### Task
Could you put every line of the material into a Markdown table with the columns Row and Line, numbering each row, skipping blank lines, and leaving the pictures out?

### Recorded information
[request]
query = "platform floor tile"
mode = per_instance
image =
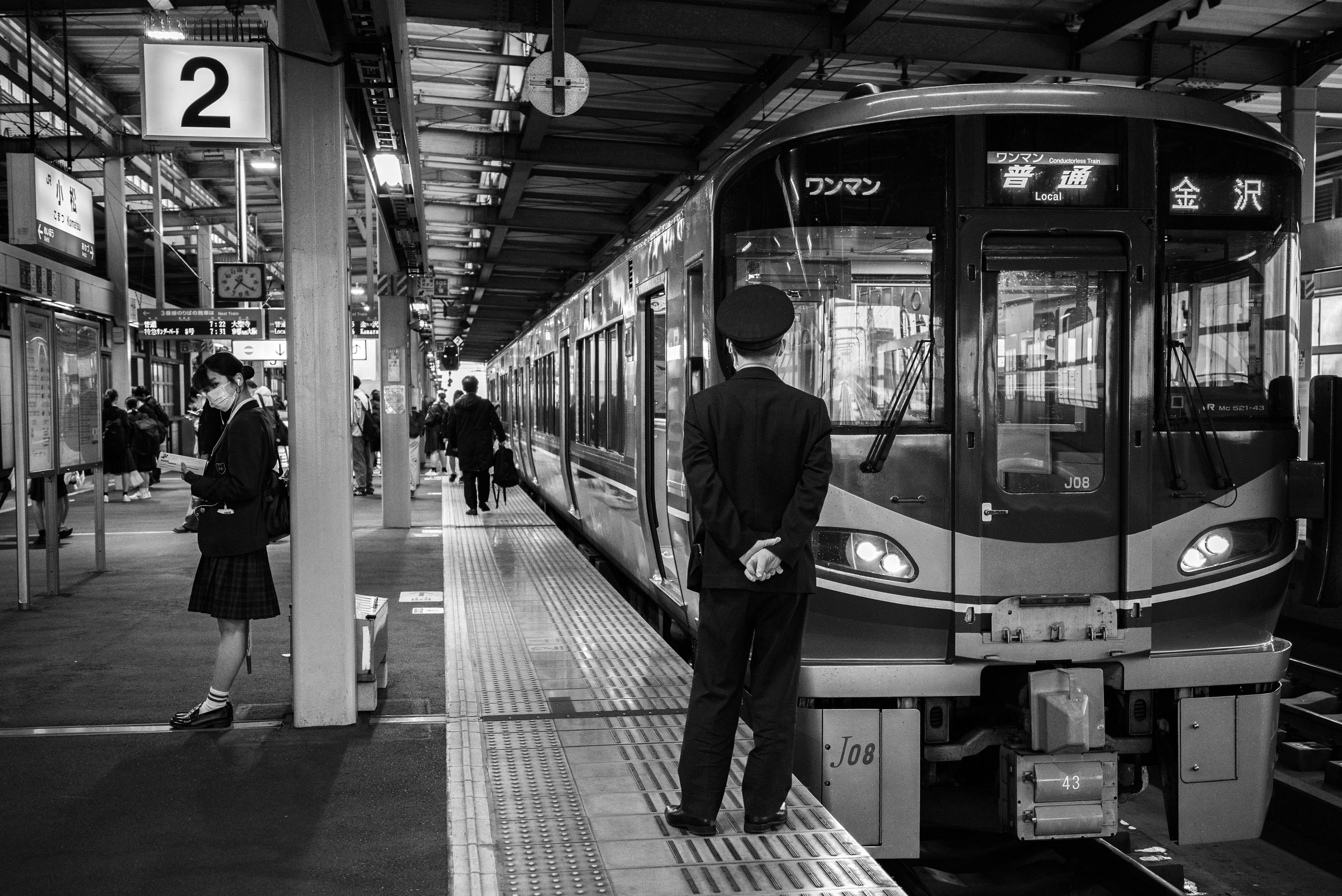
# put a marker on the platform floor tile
(565, 717)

### Complete output
| Row | Line |
|---|---|
| 1 | [request] |
| 2 | query = "platform floor tile" |
| 3 | mode = per_instance |
| 4 | image = |
| 5 | # put a marker on the platform floor tile |
| 6 | (565, 717) |